What you have to do:
Word for word, restate every line of the listing that follows.

§

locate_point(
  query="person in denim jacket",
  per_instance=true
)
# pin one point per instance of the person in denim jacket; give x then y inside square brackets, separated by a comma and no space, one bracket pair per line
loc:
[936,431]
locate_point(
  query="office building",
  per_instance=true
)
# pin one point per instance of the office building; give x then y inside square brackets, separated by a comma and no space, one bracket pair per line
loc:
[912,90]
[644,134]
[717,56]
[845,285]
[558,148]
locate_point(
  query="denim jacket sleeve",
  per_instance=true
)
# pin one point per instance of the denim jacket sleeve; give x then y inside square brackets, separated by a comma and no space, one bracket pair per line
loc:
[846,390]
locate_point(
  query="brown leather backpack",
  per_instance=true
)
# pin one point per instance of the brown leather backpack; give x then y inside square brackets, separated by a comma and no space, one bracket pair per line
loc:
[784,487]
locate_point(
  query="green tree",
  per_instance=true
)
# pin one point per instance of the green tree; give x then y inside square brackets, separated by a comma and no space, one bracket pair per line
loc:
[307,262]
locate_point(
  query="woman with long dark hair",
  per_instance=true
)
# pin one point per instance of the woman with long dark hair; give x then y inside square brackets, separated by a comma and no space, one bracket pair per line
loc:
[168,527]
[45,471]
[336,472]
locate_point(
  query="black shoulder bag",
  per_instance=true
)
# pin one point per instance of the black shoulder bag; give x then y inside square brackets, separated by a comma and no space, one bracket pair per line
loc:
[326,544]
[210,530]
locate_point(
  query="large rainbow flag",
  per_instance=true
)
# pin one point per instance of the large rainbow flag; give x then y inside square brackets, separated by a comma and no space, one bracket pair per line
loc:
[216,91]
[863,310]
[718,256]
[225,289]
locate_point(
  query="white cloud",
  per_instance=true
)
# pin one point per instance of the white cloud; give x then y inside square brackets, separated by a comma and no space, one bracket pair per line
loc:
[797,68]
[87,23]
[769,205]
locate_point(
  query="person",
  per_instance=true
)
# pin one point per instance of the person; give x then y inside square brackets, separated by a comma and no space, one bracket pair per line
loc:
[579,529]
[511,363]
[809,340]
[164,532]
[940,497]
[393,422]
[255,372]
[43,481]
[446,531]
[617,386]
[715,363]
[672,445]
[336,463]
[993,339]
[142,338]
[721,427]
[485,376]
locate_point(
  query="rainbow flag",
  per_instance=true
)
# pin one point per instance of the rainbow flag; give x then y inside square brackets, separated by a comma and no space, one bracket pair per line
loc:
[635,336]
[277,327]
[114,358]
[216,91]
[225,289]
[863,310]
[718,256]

§

Output below:
locate_point(
  query="person in denim jacket",
  per_instance=true
)
# pin one point per instance of the person in denim jacket; give x then y inside square brackets, separated by a comma and no space, one bracket pair per line
loc:
[936,431]
locate_point(
  query="office building",
  per_instance=true
)
# pin one point per instance of the office building; give x then y inside square brackets, separated by a comma and no space, one bracket pair per line
loc:
[912,90]
[644,134]
[717,56]
[845,285]
[558,148]
locate_point(
  query="denim jacket sleeve",
  per_instance=true
)
# pin one point per instance of the denim jacket sleeve; give x then y inside square brackets, separated by a comma and no space, one bracket pair per line
loc:
[846,390]
locate_point(
  query="brown leather backpack",
  per_instance=true
)
# pin one point per instance of the brown leather backpack; give x then y inside square brackets, separated by a comma and no space, one bracket pair per line
loc:
[784,487]
locate_point(
  query="green tree",
  per_instance=true
)
# pin one point per instance of the green tree; give x then y inside square brackets, separated by a comma and no space, one bracket pair per line
loc:
[307,262]
locate_point(
  query="woman with long dark hair",
  per_instance=true
)
# pin one point per instance of the woman with long dark hair; give x then y inside square brackets, separated by a comma and no space, one bracket pair per line
loc:
[168,527]
[45,471]
[336,472]
locate_point(
  query="black shoulder bag",
  per_instance=true
)
# pin one point per instance of the black shoulder bag; give x then y inside square brackets, separated by a comma and no space, one bracket pair per line
loc:
[326,544]
[210,530]
locate_point(
  query="large rainbow flag",
  per_instance=true
)
# pin one point per instance of the large rainbow flag; give x then y inside square brackets, separated by a comma and no space, one bracket pair per line
loc:
[216,91]
[863,310]
[718,256]
[225,289]
locate_point(
  query="white cloud",
  per_instance=true
)
# pin one point per instance of the white cloud; give x then y inside square brackets, separated by a comma and no space, one bracket pair per line
loc:
[797,68]
[87,23]
[769,205]
locate_point(
  query="person",
  per_instance=true
)
# pin one point per instance of the person; give x then y inside square brackets, separated by a comma and no space, one bracket pair per line
loc:
[579,529]
[511,363]
[809,340]
[164,532]
[940,497]
[393,422]
[255,372]
[43,481]
[446,531]
[617,386]
[715,363]
[672,445]
[336,463]
[993,339]
[142,338]
[721,427]
[485,376]
locate_point(
  query="rainbow flag",
  per_instance=true
)
# pin one point per instance of the rainbow flag; give x then y inside square brackets, separated by a comma and no space, one bracket pair per line
loc:
[635,336]
[277,327]
[114,358]
[216,91]
[225,289]
[863,310]
[718,256]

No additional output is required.